* THINGS TO DO
(1) In the forum thread, how many records does the G-NAF file contain?
(2) Rename "sample data" to "test records" in the stretch of the forum thread from "many thanks in" through "what this means?", and write that stretch out.

Australian G-NAF Dataset HELP!

Hi,

I have downloaded the Australian G-NAF Dataset and was hoping that someone here was familiar with it and how to validate my customer file against G-NAF File, I thought I could build a matchkey based on address and postcode information but unfortunately this only gave me a 10% match rate when the G-NAF file is almost all of Australia 14.5 million records. I have created a table from the 30 odd tables which make up the G-NAF DATsets condensing down to the list below under G-NAF File listing

the fields I need to match against are as follows,

G-NAF File
number_first
street_name
street_type_code
locality_name
state_abbreviation
postcode

client file
address_line_1
address_line_2
address_line_3
state
postcode

I just need to run my client file against the G-NAF and append the matched information but if we could incorporate the wildcard to allow for certain mis-spelling but making sure the postcode filed is not wildcarded, so how do I run a query against each of the fields from my client file to the G-NAF file without merging fields?

hopefully someone has experience of this!!

many thanks in advance
Sean

Please post a good ser of sample data from both source if possible? Unless its confidential or maybe obfuscated data

please please explain what this means?
`

your note

so how do I run a query against each of the fields from my client file to the G-NAF file without merging fields?

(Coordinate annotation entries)
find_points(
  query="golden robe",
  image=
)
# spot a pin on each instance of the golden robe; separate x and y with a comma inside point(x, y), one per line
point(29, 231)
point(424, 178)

--

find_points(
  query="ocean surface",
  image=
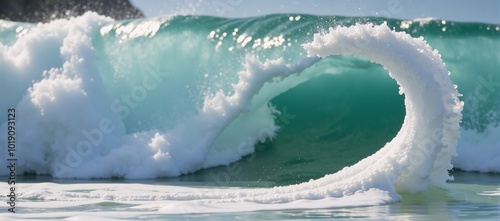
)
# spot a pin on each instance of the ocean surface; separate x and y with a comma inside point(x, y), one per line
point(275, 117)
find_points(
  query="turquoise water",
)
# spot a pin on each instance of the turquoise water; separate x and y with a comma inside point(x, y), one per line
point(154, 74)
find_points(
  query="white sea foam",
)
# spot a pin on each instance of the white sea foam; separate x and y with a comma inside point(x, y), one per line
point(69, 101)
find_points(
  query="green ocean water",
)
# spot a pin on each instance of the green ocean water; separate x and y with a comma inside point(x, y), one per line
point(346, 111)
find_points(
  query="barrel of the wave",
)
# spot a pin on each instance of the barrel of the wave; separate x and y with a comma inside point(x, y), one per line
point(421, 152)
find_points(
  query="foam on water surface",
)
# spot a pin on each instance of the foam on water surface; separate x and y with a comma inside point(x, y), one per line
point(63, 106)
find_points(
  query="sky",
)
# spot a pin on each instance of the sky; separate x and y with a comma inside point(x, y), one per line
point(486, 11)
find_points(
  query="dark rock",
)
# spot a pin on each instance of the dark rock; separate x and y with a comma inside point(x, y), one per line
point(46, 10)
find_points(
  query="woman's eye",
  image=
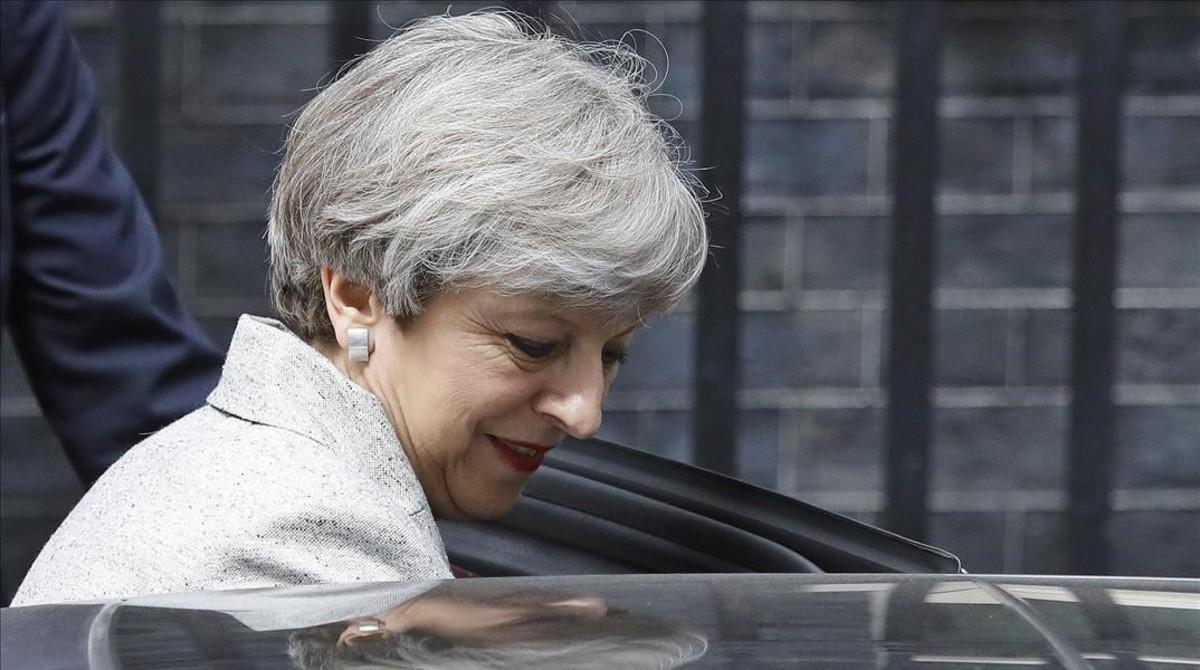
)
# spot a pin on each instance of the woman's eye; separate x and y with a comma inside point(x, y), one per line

* ANSWERS PER TASK
(1) Almost all of Australia, 14.5 million records.

(2)
many thanks in advance
Sean

Please post a good ser of test records from both source if possible? Unless its confidential or maybe obfuscated data

please please explain what this means?